**EXERCISE REQUIREMENTS:** Below is a set of entries; give all of them again exactly.

**EXERCISE DATA:**

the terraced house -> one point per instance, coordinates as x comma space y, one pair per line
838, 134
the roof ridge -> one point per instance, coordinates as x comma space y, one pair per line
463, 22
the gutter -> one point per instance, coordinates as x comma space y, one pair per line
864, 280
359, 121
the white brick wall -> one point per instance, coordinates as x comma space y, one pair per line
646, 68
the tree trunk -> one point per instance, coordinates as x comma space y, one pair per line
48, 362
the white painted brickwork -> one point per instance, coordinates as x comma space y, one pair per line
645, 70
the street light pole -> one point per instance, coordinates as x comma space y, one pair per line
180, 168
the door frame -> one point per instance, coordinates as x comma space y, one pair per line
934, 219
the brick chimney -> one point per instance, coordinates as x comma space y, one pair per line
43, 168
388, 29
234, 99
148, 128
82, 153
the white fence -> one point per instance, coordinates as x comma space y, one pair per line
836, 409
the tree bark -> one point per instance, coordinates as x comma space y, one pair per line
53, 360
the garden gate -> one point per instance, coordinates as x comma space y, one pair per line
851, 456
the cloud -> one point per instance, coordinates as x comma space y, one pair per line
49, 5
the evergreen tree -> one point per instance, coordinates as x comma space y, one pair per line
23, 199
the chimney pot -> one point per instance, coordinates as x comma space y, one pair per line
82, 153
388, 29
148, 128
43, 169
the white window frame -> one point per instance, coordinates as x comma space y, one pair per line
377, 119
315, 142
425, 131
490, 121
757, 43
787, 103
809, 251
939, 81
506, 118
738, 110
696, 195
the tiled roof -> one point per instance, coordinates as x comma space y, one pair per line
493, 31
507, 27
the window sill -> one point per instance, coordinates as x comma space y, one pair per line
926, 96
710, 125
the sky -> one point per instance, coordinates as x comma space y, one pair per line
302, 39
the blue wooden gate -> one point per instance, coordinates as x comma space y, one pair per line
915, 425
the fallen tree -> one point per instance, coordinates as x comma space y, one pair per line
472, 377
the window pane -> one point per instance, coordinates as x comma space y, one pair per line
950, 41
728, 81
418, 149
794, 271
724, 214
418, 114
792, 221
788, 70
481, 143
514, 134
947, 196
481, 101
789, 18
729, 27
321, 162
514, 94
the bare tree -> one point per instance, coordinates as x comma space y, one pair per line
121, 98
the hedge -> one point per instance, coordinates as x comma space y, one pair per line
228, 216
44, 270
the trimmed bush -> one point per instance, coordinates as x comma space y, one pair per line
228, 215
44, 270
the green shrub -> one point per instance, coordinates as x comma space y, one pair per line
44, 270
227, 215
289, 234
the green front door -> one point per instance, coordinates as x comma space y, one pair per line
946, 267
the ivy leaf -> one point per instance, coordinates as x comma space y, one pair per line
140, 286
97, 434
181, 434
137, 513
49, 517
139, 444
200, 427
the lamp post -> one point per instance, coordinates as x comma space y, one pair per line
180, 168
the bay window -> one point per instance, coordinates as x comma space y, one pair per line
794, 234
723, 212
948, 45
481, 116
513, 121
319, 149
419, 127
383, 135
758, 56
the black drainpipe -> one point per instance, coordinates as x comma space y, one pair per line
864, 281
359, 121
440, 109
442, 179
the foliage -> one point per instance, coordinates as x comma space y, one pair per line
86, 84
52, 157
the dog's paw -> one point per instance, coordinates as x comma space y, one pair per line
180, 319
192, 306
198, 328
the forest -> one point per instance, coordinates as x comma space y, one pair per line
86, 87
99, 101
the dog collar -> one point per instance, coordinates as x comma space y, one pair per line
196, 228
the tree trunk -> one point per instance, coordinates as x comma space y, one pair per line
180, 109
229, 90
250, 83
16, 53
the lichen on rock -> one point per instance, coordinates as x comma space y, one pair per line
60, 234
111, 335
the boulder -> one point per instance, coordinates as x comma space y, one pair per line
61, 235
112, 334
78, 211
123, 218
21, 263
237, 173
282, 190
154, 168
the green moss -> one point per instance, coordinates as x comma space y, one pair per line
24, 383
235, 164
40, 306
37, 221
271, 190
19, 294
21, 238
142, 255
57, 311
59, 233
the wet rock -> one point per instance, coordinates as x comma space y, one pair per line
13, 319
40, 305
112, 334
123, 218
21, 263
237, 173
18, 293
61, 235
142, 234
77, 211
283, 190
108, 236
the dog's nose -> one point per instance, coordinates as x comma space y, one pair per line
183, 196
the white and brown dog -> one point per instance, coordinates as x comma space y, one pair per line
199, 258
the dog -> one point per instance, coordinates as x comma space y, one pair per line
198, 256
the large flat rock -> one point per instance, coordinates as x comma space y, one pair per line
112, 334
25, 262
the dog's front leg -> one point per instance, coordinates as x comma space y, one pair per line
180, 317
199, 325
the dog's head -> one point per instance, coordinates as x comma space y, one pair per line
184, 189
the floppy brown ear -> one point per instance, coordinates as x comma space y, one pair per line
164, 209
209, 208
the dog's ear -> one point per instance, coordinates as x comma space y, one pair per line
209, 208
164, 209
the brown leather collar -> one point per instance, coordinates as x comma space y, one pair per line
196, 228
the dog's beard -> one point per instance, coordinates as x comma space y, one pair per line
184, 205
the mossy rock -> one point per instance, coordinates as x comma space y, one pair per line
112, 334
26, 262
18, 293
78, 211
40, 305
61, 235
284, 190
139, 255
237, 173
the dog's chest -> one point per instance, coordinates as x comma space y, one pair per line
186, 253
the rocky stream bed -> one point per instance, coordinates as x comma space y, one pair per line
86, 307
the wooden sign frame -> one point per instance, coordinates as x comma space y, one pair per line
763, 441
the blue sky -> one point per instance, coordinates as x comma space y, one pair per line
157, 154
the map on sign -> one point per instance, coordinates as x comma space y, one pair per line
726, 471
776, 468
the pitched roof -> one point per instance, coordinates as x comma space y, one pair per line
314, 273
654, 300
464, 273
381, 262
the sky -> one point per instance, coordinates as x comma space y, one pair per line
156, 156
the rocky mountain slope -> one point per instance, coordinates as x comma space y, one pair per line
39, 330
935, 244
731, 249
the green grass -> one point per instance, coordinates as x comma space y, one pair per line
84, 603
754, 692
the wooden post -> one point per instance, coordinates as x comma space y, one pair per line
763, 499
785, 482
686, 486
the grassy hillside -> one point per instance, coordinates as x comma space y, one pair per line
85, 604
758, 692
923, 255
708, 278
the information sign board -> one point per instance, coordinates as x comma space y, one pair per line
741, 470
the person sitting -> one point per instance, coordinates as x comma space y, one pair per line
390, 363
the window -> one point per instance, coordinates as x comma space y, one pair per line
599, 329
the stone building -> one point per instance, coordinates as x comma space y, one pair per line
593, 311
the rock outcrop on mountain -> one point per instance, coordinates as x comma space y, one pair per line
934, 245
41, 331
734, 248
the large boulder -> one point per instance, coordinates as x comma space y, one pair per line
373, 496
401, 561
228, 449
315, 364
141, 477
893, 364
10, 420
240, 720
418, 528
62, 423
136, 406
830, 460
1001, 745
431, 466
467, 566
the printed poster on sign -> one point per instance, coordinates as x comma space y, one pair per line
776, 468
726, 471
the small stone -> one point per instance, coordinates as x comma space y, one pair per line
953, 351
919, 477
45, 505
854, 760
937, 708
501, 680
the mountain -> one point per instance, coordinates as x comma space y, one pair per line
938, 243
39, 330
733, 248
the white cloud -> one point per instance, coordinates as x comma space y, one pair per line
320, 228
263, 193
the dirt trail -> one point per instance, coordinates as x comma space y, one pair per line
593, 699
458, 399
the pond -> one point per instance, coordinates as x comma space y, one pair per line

**ANSWER TO THIS EXERCISE:**
the terraced house -> one point per instance, coordinates as x comma space y, one pair per line
838, 134
the roof ridge -> one point per instance, coordinates as x comma space y, one pair per line
463, 22
the gutter -> one point per instance, coordinates as x comma space y, one pair per line
864, 280
359, 121
the white brick wall -> one point per instance, coordinates as x comma space y, one pair per line
646, 68
the tree trunk -> one point per instance, coordinates as x comma space y, one pair per line
48, 362
the white painted brickwork -> one point per instance, coordinates as x comma space y, one pair per line
645, 70
the street light pole -> one point per instance, coordinates as x comma space y, one pair per line
180, 168
the door frame -> one point per instance, coordinates as x comma space y, one pair per line
934, 219
the brick chimney -> one point per instance, coordinates as x comma space y, one pair per line
43, 168
388, 29
234, 99
148, 128
82, 153
the white fence -> one point per instance, coordinates as x comma space y, one pair per line
836, 409
the tree bark -> one point per instance, coordinates as x comma space y, one pair per line
53, 360
the garden gate -> one point per instance, coordinates as x comma space y, one pair per line
851, 456
the cloud -> one point per instance, coordinates as x comma space y, one pair per line
49, 5
the evergreen tree -> one point per instance, coordinates as x comma space y, one pair per line
23, 199
the chimney pot -> one point per instance, coordinates as x comma space y, one pair per line
82, 153
388, 29
148, 128
43, 169
the white window frame -> one point per instance, coordinates as x comma space y, one pair per line
377, 119
315, 142
425, 131
490, 121
757, 43
787, 103
809, 251
939, 81
506, 118
738, 110
696, 195
the tiled roof -> one point per instance, coordinates as x comma space y, one pair per line
493, 31
507, 27
the window sill -> one point per instance, coordinates as x comma space y, one pair per line
926, 96
710, 125
the sky -> one point per instance, coordinates as x comma space y, one pair per line
302, 39
the blue wooden gate -> one point per instance, coordinates as x comma space y, one pair per line
915, 425
the fallen tree -> one point per instance, coordinates as x comma space y, one pair per line
472, 377
the window pane -> one point per instance, coordinates as x comma space y, one pair per line
950, 41
728, 81
418, 149
794, 271
724, 214
418, 114
792, 221
788, 70
481, 143
514, 134
947, 196
481, 101
789, 18
729, 27
321, 162
514, 94
the bare tree -> one point per instance, coordinates as x comma space y, one pair per line
121, 98
the hedge -> one point per instance, coordinates as x comma space y, one pair per line
228, 216
44, 270
the trimmed bush -> one point per instance, coordinates as x comma space y, one pair per line
228, 215
44, 270
the green shrub -> one point per instance, coordinates as x comma space y, one pair per line
44, 270
227, 215
289, 234
the green front door -> one point per instance, coordinates as x comma space y, one pair per line
946, 267
the ivy leaf -> one point per instance, coordinates as x comma space y, one pair per line
140, 286
97, 434
181, 434
137, 513
49, 517
139, 444
200, 427
the lamp post -> one point per instance, coordinates as x comma space y, one pair per line
180, 168
the bay window -> one point per instance, coordinates as x comma space y, one pair per line
794, 234
723, 212
948, 45
481, 116
513, 121
319, 149
419, 127
383, 135
758, 56
the black drainpipe -> one point per instance, coordinates as x comma space y, one pair per line
864, 281
359, 121
440, 109
442, 179
the foliage -> one point per instance, coordinates as x comma space y, one pair per line
86, 84
52, 157
the dog's paw -> one point per instance, coordinates as x comma space y, one pair per line
180, 319
192, 306
198, 328
the forest -> one point per instance, coordinates as x comma space y, one pair per line
86, 87
99, 101
the dog collar -> one point per instance, coordinates as x comma space y, one pair per line
196, 228
the tree trunk -> one point per instance, coordinates as x comma space y, one pair per line
180, 109
229, 90
250, 83
16, 53
the lichen on rock -> one point per instance, coordinates as x comma space y, one pair per line
60, 234
111, 335
the boulder -> one point per instance, coordinates as x comma space y, one pair per line
61, 235
112, 334
78, 211
123, 218
21, 263
237, 173
282, 190
154, 168
the green moss -> one point per instance, coordinates as x comma space y, one pair per line
24, 383
235, 164
40, 306
37, 221
271, 190
19, 294
21, 238
142, 255
57, 311
59, 233
the wet rock -> one point per instance, coordinates as x comma space y, one pair per line
13, 319
40, 305
112, 334
123, 218
21, 263
237, 173
18, 293
61, 235
142, 234
77, 211
283, 190
108, 236
the dog's nose -> one point per instance, coordinates as x comma space y, one pair per line
183, 196
the white and brown dog -> one point per instance, coordinates as x comma space y, one pair per line
199, 258
the dog -> one point per instance, coordinates as x comma space y, one pair per line
198, 256
the large flat rock -> one point per instance, coordinates as x comma space y, one pair per line
112, 334
25, 262
the dog's front leg -> one point per instance, coordinates as x comma space y, one pair per line
180, 317
199, 325
the dog's head -> one point per instance, coordinates as x comma space y, one pair per line
184, 189
the floppy brown ear -> one point per instance, coordinates as x comma space y, one pair per line
164, 209
209, 208
the dog's ear -> one point per instance, coordinates as x comma space y, one pair per line
209, 208
164, 209
the brown leather collar -> one point per instance, coordinates as x comma space y, one pair per line
196, 228
the dog's beard -> one point per instance, coordinates as x comma space y, one pair per line
184, 205
the mossy rock -> one point per instance, coordinates as x comma space y, one pair per line
112, 334
26, 262
18, 293
78, 211
40, 305
61, 235
284, 190
139, 255
237, 173
the dog's chest -> one point per instance, coordinates as x comma space y, one pair per line
186, 253
the rocky stream bed -> one point per instance, coordinates as x comma space y, one pair per line
86, 307
the wooden sign frame -> one point per instance, coordinates as x comma space y, one pair per line
763, 441
the blue sky -> one point per instance, coordinates as x comma space y, one pair per line
157, 154
the map on sign -> one point per instance, coordinates as x comma space y, one pair per line
726, 471
776, 468
the pitched roof -> one point per instance, coordinates as x comma space y, one pair per line
314, 273
654, 300
464, 273
381, 262
the sky -> one point per instance, coordinates as x comma space y, one pair per line
156, 156
the rocky mountain slope -> one point per instance, coordinates as x comma space y, one pair per line
39, 330
935, 244
731, 249
the green grass -> one point per instance, coordinates as x comma space y, one pair per line
84, 603
754, 692
the wooden post -> one point per instance, coordinates as x comma space y, one pair per line
763, 499
785, 482
686, 486
the grassy hillside -> one point per instance, coordinates as x comma space y, one pair per line
85, 604
758, 692
923, 255
708, 278
the information sign board -> one point per instance, coordinates as x comma space y, one pair per line
741, 470
the person sitting -> one point per instance, coordinates as x comma space y, one pair per line
390, 363
the window -> one point per instance, coordinates as x comma space y, one pair per line
599, 329
the stone building -> one point per instance, coordinates as x comma space y, one pair per line
593, 311
the rock outcrop on mountain -> one point per instance, coordinates as x comma space y, one pair per line
934, 245
41, 331
734, 248
the large boulder -> one point per instance, coordinates as x comma space y, one pair per line
373, 496
401, 561
228, 449
315, 364
141, 477
893, 364
10, 420
240, 720
418, 528
62, 423
136, 406
830, 460
1001, 745
431, 466
467, 566
the printed poster on sign -> one point per instance, coordinates as x comma space y, one pair per line
776, 468
726, 471
the small stone -> one point per instance, coordinates as x comma space y, one pair per line
953, 351
919, 477
45, 505
854, 760
937, 708
501, 680
the mountain -> one point per instance, coordinates as x comma space y, one pair per line
938, 243
39, 330
733, 248
the white cloud -> one point per instance, coordinates as x comma space y, one pair per line
320, 228
263, 193
the dirt trail -> one point per instance, coordinates as x comma space y, one pair per line
593, 699
458, 399
the pond -> one point per instance, coordinates as x comma space y, one pair per line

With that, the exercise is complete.